**Exercise:**
Count the lines in the items below that contain the string "helmet". Give only the number.

**Materials provided:**
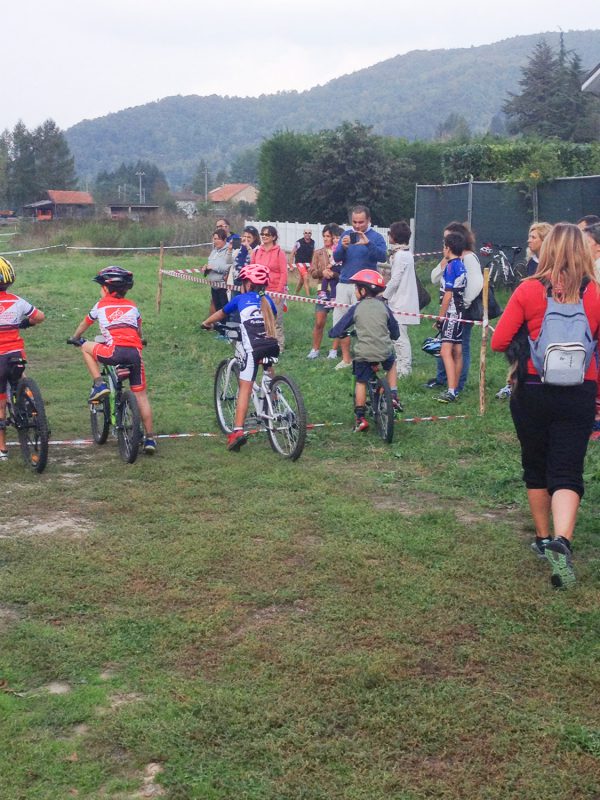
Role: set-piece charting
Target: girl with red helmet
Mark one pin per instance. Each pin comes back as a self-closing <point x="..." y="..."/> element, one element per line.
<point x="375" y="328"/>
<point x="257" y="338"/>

---

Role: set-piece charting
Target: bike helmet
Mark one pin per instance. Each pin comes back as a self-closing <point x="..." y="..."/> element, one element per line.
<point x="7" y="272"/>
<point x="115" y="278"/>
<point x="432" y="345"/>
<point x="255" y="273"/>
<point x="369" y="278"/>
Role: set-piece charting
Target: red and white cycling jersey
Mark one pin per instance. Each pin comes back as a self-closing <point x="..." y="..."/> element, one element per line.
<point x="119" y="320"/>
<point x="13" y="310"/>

**Solution for this problem:**
2